Trabalho solicitado:
Segundo o trecho sobre os sistemas de magia de Roshar, em que consiste a Transmutação?

Trecho selecionado:
──────

A escrita é bem simples de entender. A gente começa confuso nas páginas iniciais, mas assim que sairmos dos dois prelúdios já vamos estar melhor situados na narrativa. Todos os conceitos são apreendidos com rapidez, desde as vestes, ao sistema de governo, à situação nas Planícies Quebradas ou até mesmo aos petrobulbos, pequenas plantas que compõem a flora de Roshar. Sanderson mescla novas ideias com conceitos já conhecidos como cavalos ou espadas. O que o pessoal gosta é dos sistemas de magia e, sem entrar em muitos spoilers, posso falar de três: a Projeção, a Transmutação e as Armaduras/Espadas Fractais. A Projeção é um pouco mais complicada de compreender no começo, mas Sanderson é bastante didático no capítulo de apresentação. A Projeção tem a ver com a capacidade de seu usuário de mudar o ponto gravitacional ou trocar de lugar com um objeto. Essa é a habilidade que está presente no prelúdio (então, não é spoiler né?). O Assassino Branco vai nos explicando como ele utiliza sua habilidade, como é a relação da Projeção com o ambiente ao redor. Ao final do capítulo o leitor vai ter entendido o básico. A Transmutação é a habilidade de transformar um objeto em outro usando a luminosidade da Luz das Tempestades. Transformar pedra em madeira, terra em alimento, rochas em fumaça. Claro que tudo depende do objeto que é o condutor para a transmutação e das gemas empregadas para alimentar. Jasnah nos apresenta um fabrial (um objeto transmutador) bastante poderoso, mas como podemos ver a partir das falas de Shallan, o que ela dispõe é um fabrial mais modesto. Tem também as espadas e armaduras fractais que possuem habilidades impresionantes. As armaduras conferem poderes físicos extraordinários como saltar à distância, grande força além de serem praticamente indestrutíveis salvo por alguma força realmente grande. As espadas aparecem em vários formatos, mas possuem ainda aspectos bastante misteriosos. Elas pertencem a um dono específico que quando este a solta, ela se transforma em fumaça até ser reconvocada pelo seu usuário. Ela também não fere seres vivos, mas corta sua alma. Isso é melhor explicado nas cenas de ação do livro.

──────

Informações extraídas:

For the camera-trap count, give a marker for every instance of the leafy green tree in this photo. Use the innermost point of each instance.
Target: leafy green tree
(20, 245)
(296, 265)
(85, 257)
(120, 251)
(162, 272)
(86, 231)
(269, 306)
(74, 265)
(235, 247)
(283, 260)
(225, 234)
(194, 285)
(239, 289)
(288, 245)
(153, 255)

──────

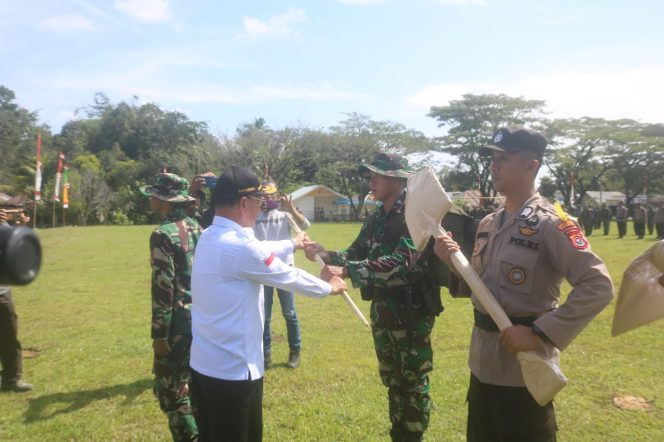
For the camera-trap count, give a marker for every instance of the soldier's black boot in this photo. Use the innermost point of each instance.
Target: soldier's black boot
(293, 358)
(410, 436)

──────

Resposta da tarefa:
É a habilidade de transformar um objeto em outro usando a luminosidade da Luz das Tempestades.